[START]
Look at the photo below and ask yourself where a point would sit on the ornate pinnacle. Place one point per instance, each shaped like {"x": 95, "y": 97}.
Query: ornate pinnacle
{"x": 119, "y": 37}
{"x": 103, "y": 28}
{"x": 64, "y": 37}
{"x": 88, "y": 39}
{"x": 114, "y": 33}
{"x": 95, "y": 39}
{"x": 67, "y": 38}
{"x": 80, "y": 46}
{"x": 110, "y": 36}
[END]
**Task details:** Reproduce the entire listing above, including its request lines, and offset every x and y coordinate in the answer points by adding 46. Keep the request text and its format sample unchanged.

**Final answer:**
Look at the photo below and ask yourself where a point would sit on the ornate pinnacle. Place one point per instance, each shaped like {"x": 95, "y": 97}.
Query: ornate pinnacle
{"x": 165, "y": 83}
{"x": 149, "y": 74}
{"x": 110, "y": 83}
{"x": 134, "y": 85}
{"x": 160, "y": 79}
{"x": 141, "y": 85}
{"x": 113, "y": 84}
{"x": 126, "y": 92}
{"x": 156, "y": 82}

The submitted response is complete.